____ Source material

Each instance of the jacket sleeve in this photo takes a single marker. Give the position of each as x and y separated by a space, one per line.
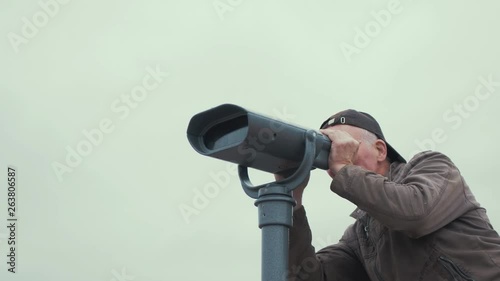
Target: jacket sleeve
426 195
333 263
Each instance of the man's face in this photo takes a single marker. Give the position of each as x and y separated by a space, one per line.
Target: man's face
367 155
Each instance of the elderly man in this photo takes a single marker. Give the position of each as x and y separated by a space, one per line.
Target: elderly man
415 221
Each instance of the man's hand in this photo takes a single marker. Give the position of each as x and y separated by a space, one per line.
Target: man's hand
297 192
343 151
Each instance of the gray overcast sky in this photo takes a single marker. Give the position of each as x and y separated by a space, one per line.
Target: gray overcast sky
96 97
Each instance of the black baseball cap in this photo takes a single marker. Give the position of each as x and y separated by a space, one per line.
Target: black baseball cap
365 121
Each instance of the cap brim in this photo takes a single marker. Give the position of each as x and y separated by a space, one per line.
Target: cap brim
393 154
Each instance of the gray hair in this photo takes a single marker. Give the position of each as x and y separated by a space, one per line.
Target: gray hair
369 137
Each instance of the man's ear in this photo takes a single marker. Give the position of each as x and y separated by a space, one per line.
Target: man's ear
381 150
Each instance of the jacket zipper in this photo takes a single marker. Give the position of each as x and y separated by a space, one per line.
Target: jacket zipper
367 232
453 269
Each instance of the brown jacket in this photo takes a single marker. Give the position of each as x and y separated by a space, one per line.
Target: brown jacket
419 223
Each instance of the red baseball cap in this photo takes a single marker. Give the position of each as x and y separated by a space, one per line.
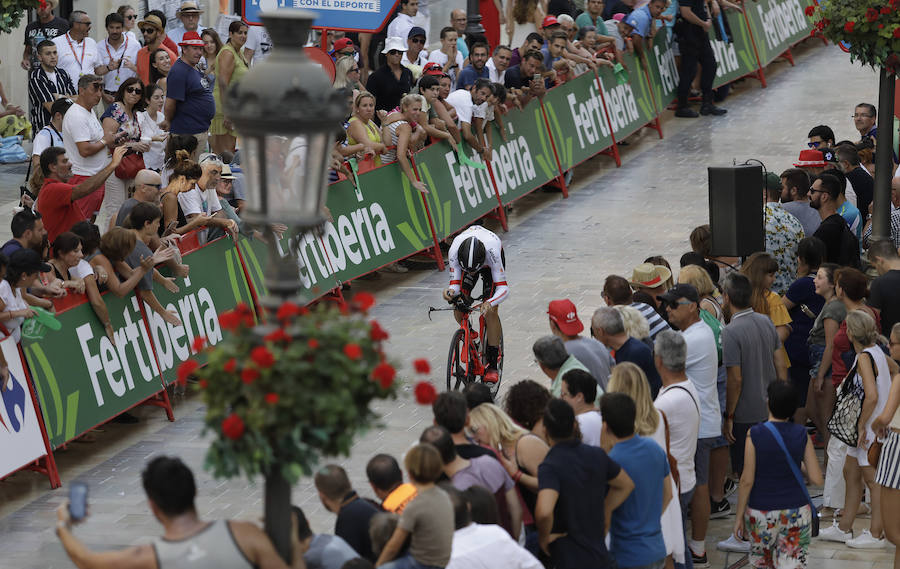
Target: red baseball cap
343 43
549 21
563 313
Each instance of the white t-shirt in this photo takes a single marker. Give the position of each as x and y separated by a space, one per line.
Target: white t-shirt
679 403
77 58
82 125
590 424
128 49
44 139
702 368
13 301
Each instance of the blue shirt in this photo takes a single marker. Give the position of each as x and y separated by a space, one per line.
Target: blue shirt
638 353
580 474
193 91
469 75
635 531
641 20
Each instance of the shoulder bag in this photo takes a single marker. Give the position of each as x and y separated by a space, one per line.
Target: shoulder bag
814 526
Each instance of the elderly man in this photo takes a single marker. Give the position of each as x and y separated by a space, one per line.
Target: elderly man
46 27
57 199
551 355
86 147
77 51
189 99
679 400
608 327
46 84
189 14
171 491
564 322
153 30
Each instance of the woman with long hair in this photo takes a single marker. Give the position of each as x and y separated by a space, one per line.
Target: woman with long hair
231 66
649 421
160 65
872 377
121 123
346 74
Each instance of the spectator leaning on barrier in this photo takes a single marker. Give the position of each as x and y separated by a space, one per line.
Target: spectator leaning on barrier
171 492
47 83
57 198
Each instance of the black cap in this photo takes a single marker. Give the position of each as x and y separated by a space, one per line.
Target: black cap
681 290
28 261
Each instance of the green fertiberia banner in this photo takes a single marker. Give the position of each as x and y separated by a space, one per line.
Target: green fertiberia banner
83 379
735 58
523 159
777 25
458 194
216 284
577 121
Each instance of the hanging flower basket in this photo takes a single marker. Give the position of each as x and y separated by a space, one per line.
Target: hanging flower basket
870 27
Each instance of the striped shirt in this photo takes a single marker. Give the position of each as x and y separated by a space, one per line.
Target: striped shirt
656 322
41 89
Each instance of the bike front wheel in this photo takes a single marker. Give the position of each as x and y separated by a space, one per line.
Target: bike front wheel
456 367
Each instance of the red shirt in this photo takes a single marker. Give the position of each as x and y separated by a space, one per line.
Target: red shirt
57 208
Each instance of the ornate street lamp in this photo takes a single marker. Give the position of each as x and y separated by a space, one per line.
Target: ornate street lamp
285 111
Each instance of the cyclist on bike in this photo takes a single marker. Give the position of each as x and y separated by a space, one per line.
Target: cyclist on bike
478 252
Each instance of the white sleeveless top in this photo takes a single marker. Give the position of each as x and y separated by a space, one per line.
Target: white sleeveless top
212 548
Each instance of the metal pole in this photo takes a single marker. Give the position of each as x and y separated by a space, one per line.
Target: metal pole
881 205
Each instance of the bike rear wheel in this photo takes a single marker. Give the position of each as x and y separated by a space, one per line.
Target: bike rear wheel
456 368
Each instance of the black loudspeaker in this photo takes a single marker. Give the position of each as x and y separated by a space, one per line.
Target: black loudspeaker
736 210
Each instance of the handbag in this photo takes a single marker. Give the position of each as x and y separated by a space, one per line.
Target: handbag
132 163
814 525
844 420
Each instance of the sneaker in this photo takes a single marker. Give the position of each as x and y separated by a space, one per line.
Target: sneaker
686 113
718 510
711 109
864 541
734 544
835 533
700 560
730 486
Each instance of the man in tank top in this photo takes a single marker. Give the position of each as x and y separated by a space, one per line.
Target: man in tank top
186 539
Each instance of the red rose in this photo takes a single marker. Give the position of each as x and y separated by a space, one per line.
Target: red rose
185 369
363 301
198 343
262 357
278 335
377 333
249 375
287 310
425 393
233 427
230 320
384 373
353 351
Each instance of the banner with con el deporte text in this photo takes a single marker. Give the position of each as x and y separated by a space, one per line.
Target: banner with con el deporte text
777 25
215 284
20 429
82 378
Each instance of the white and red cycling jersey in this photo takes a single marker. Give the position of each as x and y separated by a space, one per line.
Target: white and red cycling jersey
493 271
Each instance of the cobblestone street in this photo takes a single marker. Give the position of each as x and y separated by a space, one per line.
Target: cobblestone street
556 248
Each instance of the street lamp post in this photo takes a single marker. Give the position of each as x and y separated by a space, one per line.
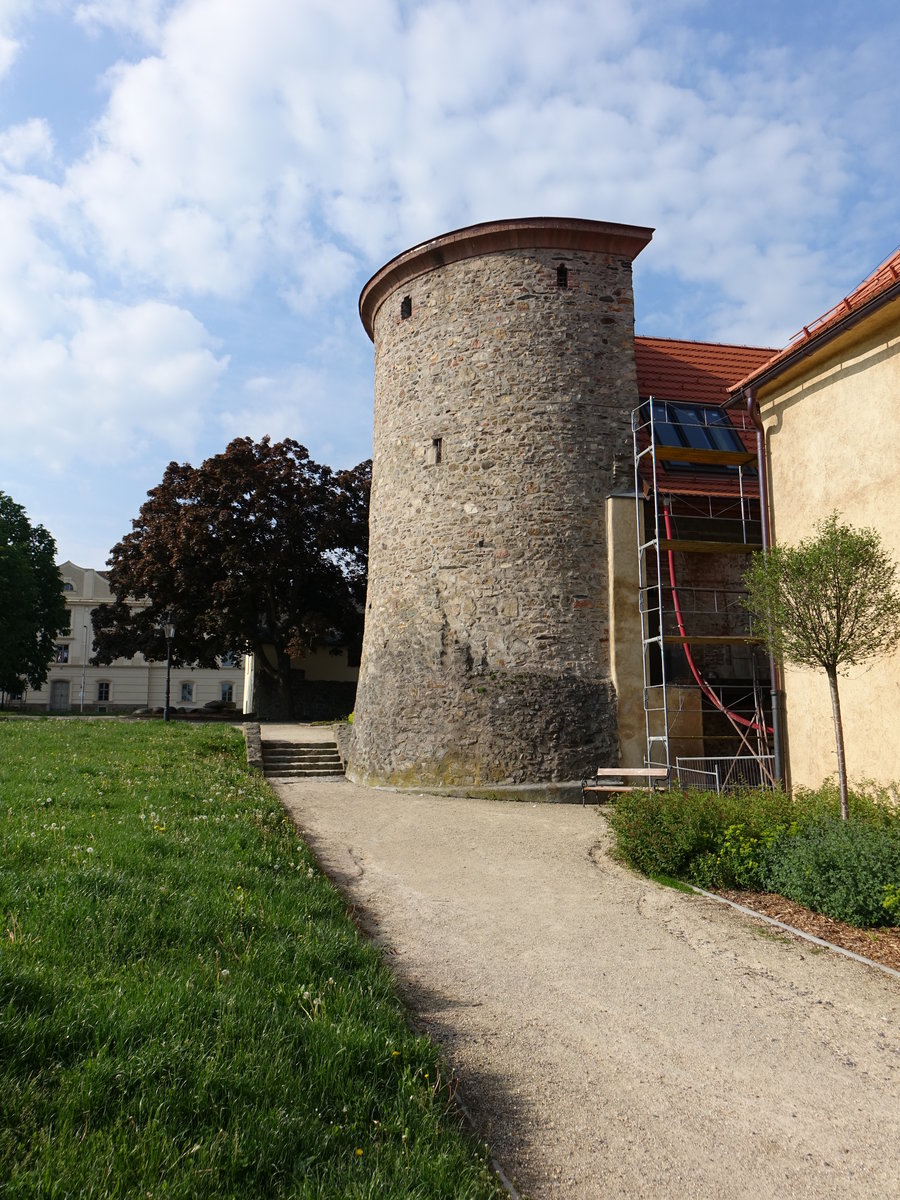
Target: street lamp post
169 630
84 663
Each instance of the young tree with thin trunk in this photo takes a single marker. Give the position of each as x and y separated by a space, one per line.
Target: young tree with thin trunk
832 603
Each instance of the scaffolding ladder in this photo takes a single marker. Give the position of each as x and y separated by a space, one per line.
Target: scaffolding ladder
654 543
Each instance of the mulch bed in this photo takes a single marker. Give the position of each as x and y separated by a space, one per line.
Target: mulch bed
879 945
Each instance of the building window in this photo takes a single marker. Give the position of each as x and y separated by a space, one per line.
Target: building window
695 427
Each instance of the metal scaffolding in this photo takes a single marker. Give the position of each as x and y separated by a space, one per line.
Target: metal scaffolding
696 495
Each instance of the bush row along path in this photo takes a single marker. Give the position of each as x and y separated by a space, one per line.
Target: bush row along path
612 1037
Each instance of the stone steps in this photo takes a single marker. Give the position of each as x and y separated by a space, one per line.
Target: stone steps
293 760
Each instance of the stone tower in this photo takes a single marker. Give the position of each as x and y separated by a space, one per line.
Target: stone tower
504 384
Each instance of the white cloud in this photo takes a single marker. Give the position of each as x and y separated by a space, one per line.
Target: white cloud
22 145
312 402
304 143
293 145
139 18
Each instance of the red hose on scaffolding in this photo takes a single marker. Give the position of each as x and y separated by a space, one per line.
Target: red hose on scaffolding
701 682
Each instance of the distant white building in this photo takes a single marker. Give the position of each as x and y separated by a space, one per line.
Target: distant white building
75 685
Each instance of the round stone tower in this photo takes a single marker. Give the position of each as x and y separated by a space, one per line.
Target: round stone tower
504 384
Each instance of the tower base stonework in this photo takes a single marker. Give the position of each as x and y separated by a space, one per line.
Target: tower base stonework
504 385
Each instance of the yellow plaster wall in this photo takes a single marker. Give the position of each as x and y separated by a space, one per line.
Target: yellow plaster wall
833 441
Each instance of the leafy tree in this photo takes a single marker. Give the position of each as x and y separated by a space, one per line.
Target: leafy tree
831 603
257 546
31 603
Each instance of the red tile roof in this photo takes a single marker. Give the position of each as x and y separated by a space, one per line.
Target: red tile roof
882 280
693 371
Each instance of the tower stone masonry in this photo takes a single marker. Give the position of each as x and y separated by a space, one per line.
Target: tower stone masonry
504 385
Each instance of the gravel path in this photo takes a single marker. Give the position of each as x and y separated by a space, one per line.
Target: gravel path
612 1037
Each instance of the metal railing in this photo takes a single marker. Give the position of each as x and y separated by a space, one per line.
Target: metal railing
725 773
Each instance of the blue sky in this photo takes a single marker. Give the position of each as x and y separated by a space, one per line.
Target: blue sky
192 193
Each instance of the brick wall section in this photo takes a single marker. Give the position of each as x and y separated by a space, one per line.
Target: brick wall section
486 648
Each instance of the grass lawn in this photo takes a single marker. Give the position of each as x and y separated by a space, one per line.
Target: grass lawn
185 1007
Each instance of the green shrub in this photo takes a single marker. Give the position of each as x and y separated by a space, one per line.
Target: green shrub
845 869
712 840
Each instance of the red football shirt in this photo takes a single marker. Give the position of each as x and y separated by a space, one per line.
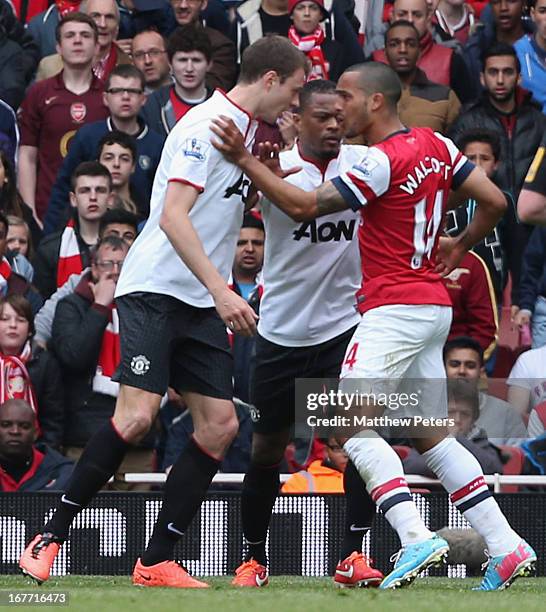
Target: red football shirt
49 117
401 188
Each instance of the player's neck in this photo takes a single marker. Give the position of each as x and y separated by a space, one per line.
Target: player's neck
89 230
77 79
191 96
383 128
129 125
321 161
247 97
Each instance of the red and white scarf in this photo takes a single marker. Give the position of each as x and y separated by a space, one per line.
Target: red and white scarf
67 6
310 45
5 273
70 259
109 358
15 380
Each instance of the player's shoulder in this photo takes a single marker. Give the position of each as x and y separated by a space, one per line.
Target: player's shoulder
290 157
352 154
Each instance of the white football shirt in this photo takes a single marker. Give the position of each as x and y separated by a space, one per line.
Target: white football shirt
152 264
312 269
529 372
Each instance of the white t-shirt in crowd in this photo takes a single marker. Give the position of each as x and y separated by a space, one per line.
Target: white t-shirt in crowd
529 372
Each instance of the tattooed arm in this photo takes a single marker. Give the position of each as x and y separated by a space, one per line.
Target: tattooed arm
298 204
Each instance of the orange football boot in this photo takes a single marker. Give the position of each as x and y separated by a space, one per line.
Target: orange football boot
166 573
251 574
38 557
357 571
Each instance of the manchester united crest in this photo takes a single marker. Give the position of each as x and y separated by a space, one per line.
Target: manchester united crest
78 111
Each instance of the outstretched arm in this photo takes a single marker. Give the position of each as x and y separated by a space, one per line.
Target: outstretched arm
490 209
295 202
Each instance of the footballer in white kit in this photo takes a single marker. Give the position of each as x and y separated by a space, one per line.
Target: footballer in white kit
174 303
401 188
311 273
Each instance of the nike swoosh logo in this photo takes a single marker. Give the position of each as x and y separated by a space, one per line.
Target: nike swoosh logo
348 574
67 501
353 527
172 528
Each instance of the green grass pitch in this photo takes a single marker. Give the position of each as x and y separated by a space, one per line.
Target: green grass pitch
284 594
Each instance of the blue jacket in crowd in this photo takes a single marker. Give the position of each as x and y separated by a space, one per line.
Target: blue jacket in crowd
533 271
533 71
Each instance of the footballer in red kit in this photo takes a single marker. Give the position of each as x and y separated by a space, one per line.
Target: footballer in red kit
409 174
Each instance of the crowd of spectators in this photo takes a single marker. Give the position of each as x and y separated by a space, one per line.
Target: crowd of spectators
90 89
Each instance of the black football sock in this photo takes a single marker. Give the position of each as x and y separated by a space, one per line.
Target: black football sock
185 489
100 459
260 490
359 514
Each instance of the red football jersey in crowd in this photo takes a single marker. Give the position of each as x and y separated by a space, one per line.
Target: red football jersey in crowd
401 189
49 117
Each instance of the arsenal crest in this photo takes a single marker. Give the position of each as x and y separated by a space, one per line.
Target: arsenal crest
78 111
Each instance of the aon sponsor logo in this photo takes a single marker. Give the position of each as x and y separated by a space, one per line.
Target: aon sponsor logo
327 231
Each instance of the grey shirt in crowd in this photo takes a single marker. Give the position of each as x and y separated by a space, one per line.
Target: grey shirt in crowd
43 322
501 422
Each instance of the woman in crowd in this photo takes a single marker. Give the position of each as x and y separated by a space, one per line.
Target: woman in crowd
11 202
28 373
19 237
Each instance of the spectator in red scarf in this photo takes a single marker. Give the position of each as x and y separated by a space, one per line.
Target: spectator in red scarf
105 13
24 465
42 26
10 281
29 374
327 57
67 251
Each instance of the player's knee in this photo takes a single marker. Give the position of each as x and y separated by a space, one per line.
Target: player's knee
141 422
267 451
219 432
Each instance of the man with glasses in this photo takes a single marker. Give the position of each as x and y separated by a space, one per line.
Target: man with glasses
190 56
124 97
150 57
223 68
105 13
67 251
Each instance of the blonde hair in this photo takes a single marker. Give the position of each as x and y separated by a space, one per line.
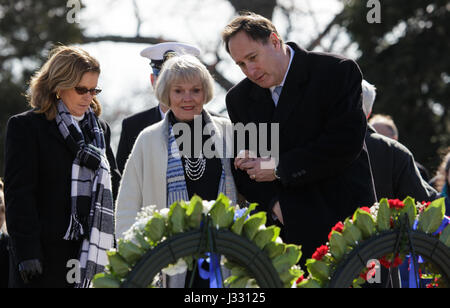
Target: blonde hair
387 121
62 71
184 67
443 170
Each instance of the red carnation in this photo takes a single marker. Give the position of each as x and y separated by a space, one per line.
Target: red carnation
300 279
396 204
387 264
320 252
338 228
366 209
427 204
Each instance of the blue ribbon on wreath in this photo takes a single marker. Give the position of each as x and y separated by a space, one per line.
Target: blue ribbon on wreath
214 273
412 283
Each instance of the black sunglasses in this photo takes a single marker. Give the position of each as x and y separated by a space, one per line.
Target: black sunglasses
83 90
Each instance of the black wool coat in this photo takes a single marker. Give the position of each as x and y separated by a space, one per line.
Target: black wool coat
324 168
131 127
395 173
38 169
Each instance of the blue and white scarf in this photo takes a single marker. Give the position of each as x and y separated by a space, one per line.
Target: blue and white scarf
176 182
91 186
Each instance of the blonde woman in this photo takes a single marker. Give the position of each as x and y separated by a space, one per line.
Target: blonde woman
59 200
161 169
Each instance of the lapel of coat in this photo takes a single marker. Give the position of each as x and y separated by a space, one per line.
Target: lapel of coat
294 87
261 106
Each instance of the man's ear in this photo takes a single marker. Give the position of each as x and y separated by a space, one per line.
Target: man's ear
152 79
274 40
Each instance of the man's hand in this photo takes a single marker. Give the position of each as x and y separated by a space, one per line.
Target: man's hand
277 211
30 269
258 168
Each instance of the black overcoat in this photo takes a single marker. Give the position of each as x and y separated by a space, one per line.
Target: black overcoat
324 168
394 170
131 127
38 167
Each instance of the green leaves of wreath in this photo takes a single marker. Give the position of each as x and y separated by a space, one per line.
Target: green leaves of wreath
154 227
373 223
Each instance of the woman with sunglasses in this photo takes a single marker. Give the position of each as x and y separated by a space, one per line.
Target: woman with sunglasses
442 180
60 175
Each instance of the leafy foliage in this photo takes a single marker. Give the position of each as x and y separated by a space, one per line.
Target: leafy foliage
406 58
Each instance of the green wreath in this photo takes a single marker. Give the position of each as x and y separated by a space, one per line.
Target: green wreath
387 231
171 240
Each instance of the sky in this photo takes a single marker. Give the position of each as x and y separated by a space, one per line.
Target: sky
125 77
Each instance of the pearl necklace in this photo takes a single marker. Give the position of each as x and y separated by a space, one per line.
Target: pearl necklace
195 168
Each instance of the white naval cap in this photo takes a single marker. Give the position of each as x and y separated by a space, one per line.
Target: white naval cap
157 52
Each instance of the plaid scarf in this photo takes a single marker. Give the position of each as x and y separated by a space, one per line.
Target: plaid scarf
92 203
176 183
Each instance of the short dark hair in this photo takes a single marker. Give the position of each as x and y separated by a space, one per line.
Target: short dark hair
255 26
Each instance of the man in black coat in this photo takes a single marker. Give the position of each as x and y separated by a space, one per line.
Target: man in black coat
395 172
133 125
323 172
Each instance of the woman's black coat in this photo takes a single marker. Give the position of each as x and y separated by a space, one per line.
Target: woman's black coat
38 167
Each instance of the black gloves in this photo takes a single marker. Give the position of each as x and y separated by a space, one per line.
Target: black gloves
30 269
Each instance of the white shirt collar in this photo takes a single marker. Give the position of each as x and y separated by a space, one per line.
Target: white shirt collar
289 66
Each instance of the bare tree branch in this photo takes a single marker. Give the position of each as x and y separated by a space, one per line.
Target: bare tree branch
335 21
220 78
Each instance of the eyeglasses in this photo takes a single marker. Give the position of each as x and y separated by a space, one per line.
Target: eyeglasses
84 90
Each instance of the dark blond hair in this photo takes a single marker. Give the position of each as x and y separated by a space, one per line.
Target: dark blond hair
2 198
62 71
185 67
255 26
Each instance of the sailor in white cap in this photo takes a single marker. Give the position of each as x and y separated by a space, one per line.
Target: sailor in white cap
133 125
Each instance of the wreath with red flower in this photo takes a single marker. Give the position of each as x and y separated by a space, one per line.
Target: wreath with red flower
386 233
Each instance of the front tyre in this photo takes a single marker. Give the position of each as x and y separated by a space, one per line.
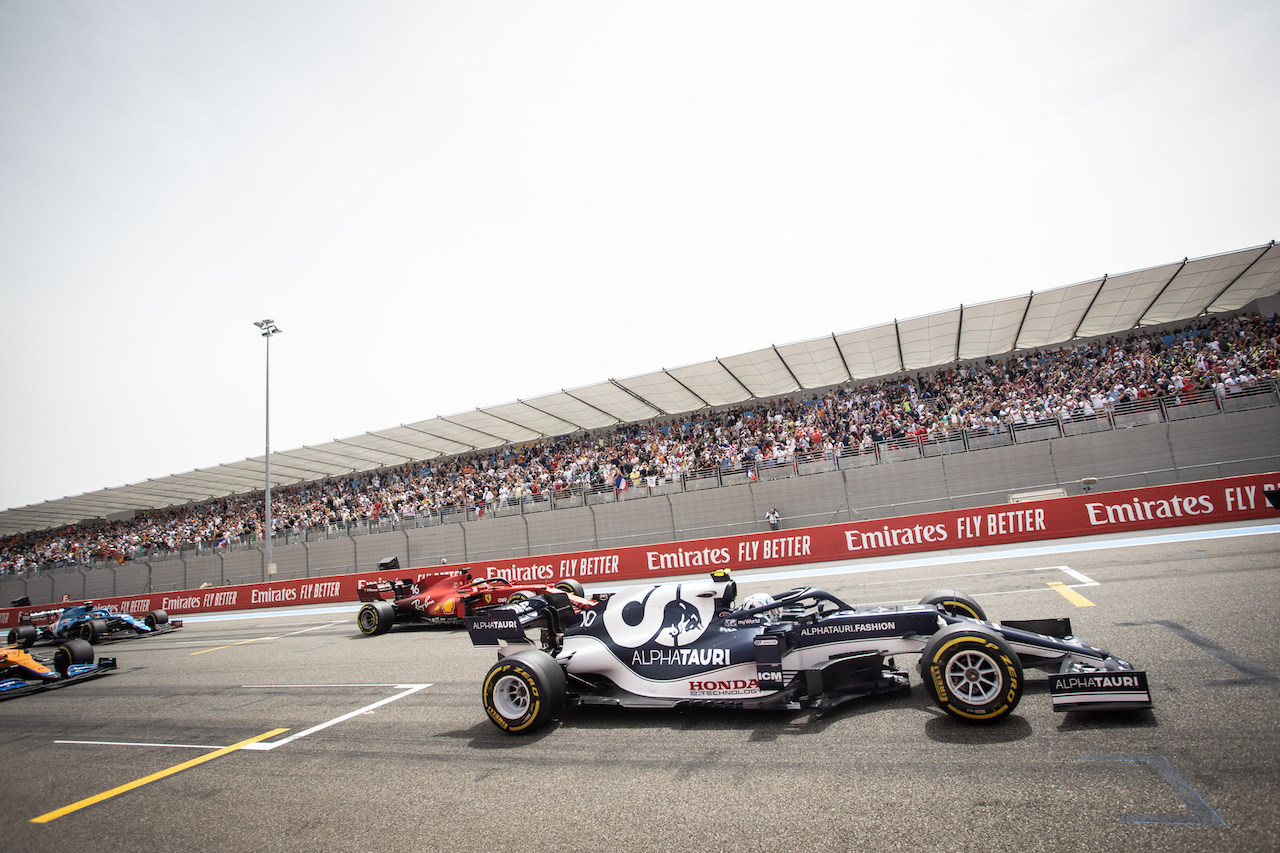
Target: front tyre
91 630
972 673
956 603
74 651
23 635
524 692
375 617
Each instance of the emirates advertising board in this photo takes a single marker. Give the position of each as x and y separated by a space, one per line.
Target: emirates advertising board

________

Leave out each picture and extract the lines from the one containing "Each instance of the wreath" through the end of the records above, inclusive, exactly as they stand.

Each instance of the wreath with red flower in this photo takes a single marker. Give the position of each as x and y separated by a space, one per line.
Target: wreath with red flower
386 233
Each instance of the front tyre in this photo takes a single marker. Give the position of each as x and y separated by a space, one per line.
Target: front tyre
91 630
972 673
956 603
74 651
23 635
524 692
375 617
Each instance of the emirates advertising board in this photo takes a single marker. Give the position of each as x and y separated by a space, one per line.
Target: emirates advertising board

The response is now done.